#### 課題一覧:
a. 下の尿検査の記事では、尿比重は何を表す数値だと説明されていますか。
b. 下の尿検査の記事のうち、「尿検査の結果を見て「尿比重」」から「- 正常値(犬猫):1.030前後(範囲はやや幅あり)」までをすべて一字一句変えずに打ち直してください。

#### 提供された文章:
若山動物病院ブログ
5.尿検査の数値の見方
目次
比重・糖・タンパクの意味
健康診断や体調不良のときに、尿検査を行うことがあります。
尿検査の結果を見て「尿比重」「尿糖」「尿タンパク」などの言葉が並んでいると、「これってどういう意味?」と戸惑うことも多いのではないでしょうか。
今回は、尿検査の基本的な数値の見方について分かりやすく解説します。
尿比重
尿比重とは、尿がどれくらい濃いかを表す数値です。
腎臓の「尿を濃縮する力」をチェックする指標になります。
- 正常値(犬猫):1.030前後(範囲はやや幅あり)
- 低い場合
腎臓が尿を濃くできなくなっている可能性(慢性腎臓病など)。
水をよく飲む病気(クッシング症候群、糖尿病)でも低下することがあります。 - 高い場合
脱水や下痢、嘔吐で体が水分不足のときに一時的に上がります。

尿比重は腎臓病の早期発見に特に重要な数値です。
尿糖
本来、尿には糖は含まれません。
血液中の糖があまりに高くなると腎臓からこぼれ出て、尿に混じるようになります。
- 尿糖陽性:糖尿病を疑うサイン。血糖値が高すぎると尿に糖が出ます。
- 偽陽性もある:一時的なストレスや薬剤の影響でも出ることがあるため、血液検査と合わせて判断します。

尿糖が出ている=糖尿病の可能性
ただし一回だけでは判断せず、継続的な確認が必要です。
尿タンパク
尿にタンパク質が混じっているかどうかを調べます。
本来は腎臓のフィルターで止まるはずのタンパク質が漏れていると異常です。
- 尿タンパク陽性:腎臓病、尿路感染症、炎症などで検出されることがあります。
- 持続的に陽性の場合:慢性腎臓病の進行を示す重要なサインです。

単発のタンパク尿は一過性のこともあるが、繰り返し出る場合は腎臓病を強く疑う必要があります。
そのほかのチェック項目
- 潜血(Blood)
膀胱炎や尿石症で出やすい。尿に血液が混じっているサイン。 - pH
尿の酸性やアルカリ性を示す。
結石の種類によってはpHが影響します。
(ストルバイトはアルカリ尿、シュウ酸カルシウムは酸性尿でできやすい)。 - ビリルビン
肝臓や胆道の異常で尿に混ざることがあります。
尿検査数値の活かし方
尿検査の数値は一度だけでは判断が難しい場合もあります。
食事や飲水量、環境によって変化することがあるため、定期的に検査して変化の流れを見ることが大切です。

尿検査だけでなく血液検査や画像検査と組み合わせることで、より正確に病気の状態を把握できます。
まとめ
尿検査の数値は、腎臓や代謝、泌尿器の健康状態を映す大切な情報源です。
- 尿比重 → 腎臓の濃縮力
- 尿糖 → 糖尿病の可能性
- 尿タンパク → 腎臓病や炎症のサイン
結果の見方を知っておくと、病院での説明も理解しやすくなります。
大切なのは「数値の変化を早く見つけることです」。
小さな家族の健康を守るために、尿検査をぜひ定期的に取り入れてみましょう。

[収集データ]
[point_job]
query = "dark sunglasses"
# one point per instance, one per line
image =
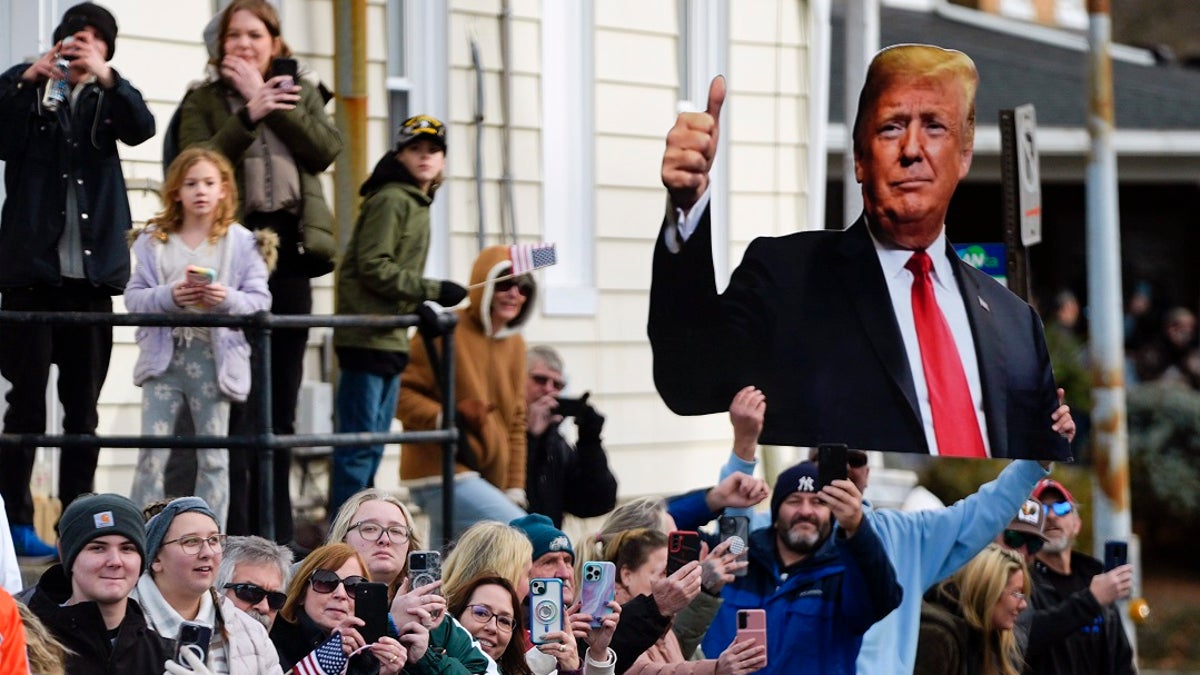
(1060, 508)
(255, 595)
(544, 380)
(505, 285)
(325, 581)
(1015, 539)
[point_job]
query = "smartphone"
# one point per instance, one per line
(1115, 554)
(571, 407)
(193, 637)
(730, 526)
(424, 568)
(751, 626)
(599, 589)
(546, 613)
(683, 547)
(371, 605)
(831, 464)
(201, 275)
(285, 66)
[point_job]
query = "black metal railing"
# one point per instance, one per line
(258, 328)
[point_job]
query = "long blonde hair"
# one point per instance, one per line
(46, 653)
(171, 217)
(486, 547)
(981, 583)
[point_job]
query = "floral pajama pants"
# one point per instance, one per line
(191, 380)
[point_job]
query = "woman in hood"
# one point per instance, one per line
(490, 374)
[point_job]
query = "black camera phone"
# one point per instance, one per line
(1115, 554)
(571, 407)
(285, 66)
(831, 464)
(371, 605)
(193, 637)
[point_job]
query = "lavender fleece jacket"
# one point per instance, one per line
(243, 272)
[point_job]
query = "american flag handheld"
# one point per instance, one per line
(528, 257)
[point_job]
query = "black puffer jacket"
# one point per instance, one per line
(82, 628)
(43, 153)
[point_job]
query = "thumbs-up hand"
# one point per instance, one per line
(691, 147)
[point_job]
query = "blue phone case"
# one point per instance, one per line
(546, 608)
(599, 589)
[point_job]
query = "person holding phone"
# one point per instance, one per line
(275, 131)
(184, 550)
(641, 560)
(821, 541)
(562, 477)
(1059, 573)
(63, 244)
(321, 602)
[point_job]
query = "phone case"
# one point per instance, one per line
(831, 464)
(753, 626)
(546, 613)
(683, 547)
(424, 568)
(736, 526)
(371, 605)
(599, 589)
(1115, 554)
(195, 637)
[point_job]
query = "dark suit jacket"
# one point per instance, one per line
(808, 320)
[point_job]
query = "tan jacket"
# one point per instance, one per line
(490, 375)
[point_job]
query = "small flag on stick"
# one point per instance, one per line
(528, 257)
(327, 659)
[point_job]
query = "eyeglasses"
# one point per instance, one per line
(1015, 539)
(1060, 508)
(253, 595)
(544, 380)
(192, 543)
(483, 615)
(371, 531)
(505, 285)
(325, 581)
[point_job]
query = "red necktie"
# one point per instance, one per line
(955, 424)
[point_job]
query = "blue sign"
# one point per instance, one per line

#### 回答:
a. 尿がどれくらい濃いかを表す数値です。

b.
尿検査の結果を見て「尿比重」「尿糖」「尿タンパク」などの言葉が並んでいると、「これってどういう意味?」と戸惑うことも多いのではないでしょうか。
今回は、尿検査の基本的な数値の見方について分かりやすく解説します。
尿比重
尿比重とは、尿がどれくらい濃いかを表す数値です。
腎臓の「尿を濃縮する力」をチェックする指標になります。
- 正常値(犬猫):1.030前後(範囲はやや幅あり)